### Exercise aim
All of the lines below should be printed again exactly as they are.

### Natural language region descriptions
....

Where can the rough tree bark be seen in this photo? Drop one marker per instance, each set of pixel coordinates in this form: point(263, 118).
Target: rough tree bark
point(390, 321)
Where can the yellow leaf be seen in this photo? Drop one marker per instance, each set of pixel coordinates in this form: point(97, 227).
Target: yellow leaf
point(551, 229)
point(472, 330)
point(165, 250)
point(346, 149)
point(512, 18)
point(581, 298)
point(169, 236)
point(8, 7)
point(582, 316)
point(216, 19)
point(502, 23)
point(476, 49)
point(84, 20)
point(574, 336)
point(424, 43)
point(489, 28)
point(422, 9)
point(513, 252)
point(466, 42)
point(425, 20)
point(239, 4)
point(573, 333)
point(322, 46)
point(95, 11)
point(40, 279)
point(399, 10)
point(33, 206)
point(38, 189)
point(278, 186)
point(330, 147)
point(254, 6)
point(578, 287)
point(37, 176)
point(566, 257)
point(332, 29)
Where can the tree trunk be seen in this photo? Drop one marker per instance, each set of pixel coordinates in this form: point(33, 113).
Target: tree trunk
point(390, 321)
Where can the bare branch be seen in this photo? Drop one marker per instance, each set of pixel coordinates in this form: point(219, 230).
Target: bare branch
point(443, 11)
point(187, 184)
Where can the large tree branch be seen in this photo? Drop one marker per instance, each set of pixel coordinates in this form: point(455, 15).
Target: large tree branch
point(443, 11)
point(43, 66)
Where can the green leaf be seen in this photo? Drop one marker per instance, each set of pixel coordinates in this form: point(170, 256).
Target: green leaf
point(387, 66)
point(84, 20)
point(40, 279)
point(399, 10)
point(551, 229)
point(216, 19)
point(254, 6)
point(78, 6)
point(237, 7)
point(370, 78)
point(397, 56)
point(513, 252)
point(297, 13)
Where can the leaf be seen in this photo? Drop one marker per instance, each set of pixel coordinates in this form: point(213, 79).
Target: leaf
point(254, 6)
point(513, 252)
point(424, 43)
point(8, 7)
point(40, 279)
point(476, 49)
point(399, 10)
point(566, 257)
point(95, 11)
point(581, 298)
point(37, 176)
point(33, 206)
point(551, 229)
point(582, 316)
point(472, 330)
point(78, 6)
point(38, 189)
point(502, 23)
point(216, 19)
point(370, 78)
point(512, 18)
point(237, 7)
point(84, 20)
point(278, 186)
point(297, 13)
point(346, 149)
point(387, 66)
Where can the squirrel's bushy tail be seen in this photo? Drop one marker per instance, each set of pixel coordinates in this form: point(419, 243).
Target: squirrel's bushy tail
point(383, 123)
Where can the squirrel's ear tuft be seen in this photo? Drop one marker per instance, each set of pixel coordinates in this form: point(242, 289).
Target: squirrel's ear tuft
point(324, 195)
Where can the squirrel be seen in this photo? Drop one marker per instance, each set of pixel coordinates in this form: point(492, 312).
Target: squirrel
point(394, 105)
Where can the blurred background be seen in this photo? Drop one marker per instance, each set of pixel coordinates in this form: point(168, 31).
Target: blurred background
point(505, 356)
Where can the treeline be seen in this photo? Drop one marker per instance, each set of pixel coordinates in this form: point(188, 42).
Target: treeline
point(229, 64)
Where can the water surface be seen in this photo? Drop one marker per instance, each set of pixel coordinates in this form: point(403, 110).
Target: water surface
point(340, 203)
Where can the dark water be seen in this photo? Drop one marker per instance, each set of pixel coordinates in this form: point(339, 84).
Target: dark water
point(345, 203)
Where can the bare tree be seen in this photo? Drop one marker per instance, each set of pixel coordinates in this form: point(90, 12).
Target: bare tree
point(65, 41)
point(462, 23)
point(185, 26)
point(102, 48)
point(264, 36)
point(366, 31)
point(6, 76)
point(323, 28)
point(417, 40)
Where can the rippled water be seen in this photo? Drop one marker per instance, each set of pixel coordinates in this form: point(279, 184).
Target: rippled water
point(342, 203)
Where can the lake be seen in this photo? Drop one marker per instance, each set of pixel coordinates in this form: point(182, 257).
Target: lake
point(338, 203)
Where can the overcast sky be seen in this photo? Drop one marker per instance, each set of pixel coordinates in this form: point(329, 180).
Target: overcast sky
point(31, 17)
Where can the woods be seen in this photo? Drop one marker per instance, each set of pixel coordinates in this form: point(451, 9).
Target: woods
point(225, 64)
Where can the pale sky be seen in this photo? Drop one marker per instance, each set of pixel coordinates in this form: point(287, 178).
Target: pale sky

....

### Your response
Where can the rough tree bark be seen in this photo? Drop one marker per instance, each set of pixel coordinates in this form: point(263, 118).
Target: rough tree bark
point(390, 321)
Where can the yellow leaf be seen in this photo? Drop one marker per instance, each set of pixel coordinates in this form: point(97, 227).
Target: yellow leaf
point(551, 229)
point(472, 330)
point(165, 250)
point(346, 149)
point(512, 18)
point(581, 298)
point(169, 236)
point(8, 7)
point(582, 316)
point(216, 19)
point(502, 23)
point(476, 49)
point(84, 20)
point(574, 336)
point(424, 43)
point(489, 28)
point(422, 9)
point(513, 252)
point(466, 42)
point(425, 20)
point(239, 4)
point(573, 333)
point(322, 46)
point(95, 11)
point(40, 279)
point(399, 10)
point(33, 206)
point(38, 189)
point(278, 186)
point(330, 147)
point(254, 6)
point(578, 287)
point(37, 176)
point(566, 257)
point(332, 29)
Where can the tree trunk be seen in this photo? Drop one marker per instance, each set of pixel coordinates in this form: point(33, 113).
Target: tree trunk
point(390, 321)
Where can the bare branch be seen in this photo? Drop one marker per instance, each set of pixel coordinates in this form: point(219, 230).
Target: bare branch
point(443, 11)
point(187, 184)
Where can the large tree branch be seen in this photo? Drop one marker per instance, each set of pixel coordinates in this form: point(455, 15).
Target: large tree branch
point(443, 11)
point(43, 66)
Where can the green leaf be seen in this photo? Drop one marker per instance, each set of pixel coordinates in this form: point(170, 256).
Target: green leaf
point(387, 66)
point(84, 20)
point(40, 279)
point(399, 10)
point(551, 229)
point(216, 19)
point(254, 6)
point(78, 6)
point(237, 7)
point(370, 78)
point(397, 56)
point(513, 252)
point(297, 13)
Where can the leaf be seen in this photo? Drop one marker per instance, each set of pixel coordinates in this form: point(213, 79).
Target: leaf
point(254, 6)
point(513, 252)
point(424, 43)
point(8, 7)
point(40, 279)
point(476, 49)
point(399, 10)
point(566, 257)
point(95, 11)
point(581, 298)
point(37, 176)
point(33, 206)
point(551, 229)
point(582, 316)
point(472, 330)
point(78, 6)
point(38, 189)
point(502, 23)
point(216, 19)
point(370, 78)
point(512, 18)
point(237, 7)
point(84, 20)
point(278, 186)
point(297, 13)
point(346, 149)
point(387, 66)
Where can the squirrel's bushy tail be seen in this photo? Drop one marker per instance, each set of pixel coordinates in this form: point(419, 243).
Target: squirrel's bushy tail
point(383, 123)
Where can the squirrel's ear tuft be seen in this photo? Drop one marker per instance, each set of pixel coordinates in this form: point(242, 289).
Target: squirrel's ear tuft
point(324, 195)
Where can the squirrel be seen in this photo? Drop one marker per instance, each set of pixel coordinates in this form: point(492, 312).
Target: squirrel
point(394, 105)
Where can the blurred background be seen in this photo? Drop one marker per instance, each set of pixel coordinates in this form: point(168, 31).
Target: blurred background
point(505, 356)
Where can the treeline be seen in this photo? Drop one marker per instance, each set of pixel coordinates in this form: point(188, 42).
Target: treeline
point(229, 64)
Where can the water surface be seen in this photo? Drop one marker per instance, each set of pixel coordinates in this form: point(403, 110).
Target: water surface
point(340, 203)
Where can the dark water be seen in this photo? Drop one marker per instance, each set of pixel coordinates in this form: point(339, 84).
Target: dark water
point(345, 203)
Where can the bare tree be seen in this photo? Drop one marker per instance, each set of pixel coordinates in this form: point(90, 12).
Target: bare tree
point(65, 41)
point(462, 23)
point(185, 26)
point(102, 48)
point(264, 36)
point(366, 31)
point(6, 76)
point(323, 28)
point(417, 40)
Where can the rippled water be seen in this photo? Drop one marker per instance, each set of pixel coordinates in this form: point(279, 184).
Target: rippled water
point(342, 203)
Where can the lake be seen in this photo? Drop one marker per instance, each set of pixel coordinates in this form: point(182, 257).
Target: lake
point(338, 203)
Where can the overcast sky be seen in this photo? Drop one marker per instance, each set of pixel coordinates in this form: point(329, 180).
Target: overcast sky
point(31, 17)
Where can the woods be seen in this photo? Drop one marker per instance, each set of pixel coordinates in this form: point(451, 9).
Target: woods
point(225, 64)
Where can the pale sky be seen in this photo? Drop one marker per instance, each set of pixel coordinates in this form: point(287, 178).
Target: pale sky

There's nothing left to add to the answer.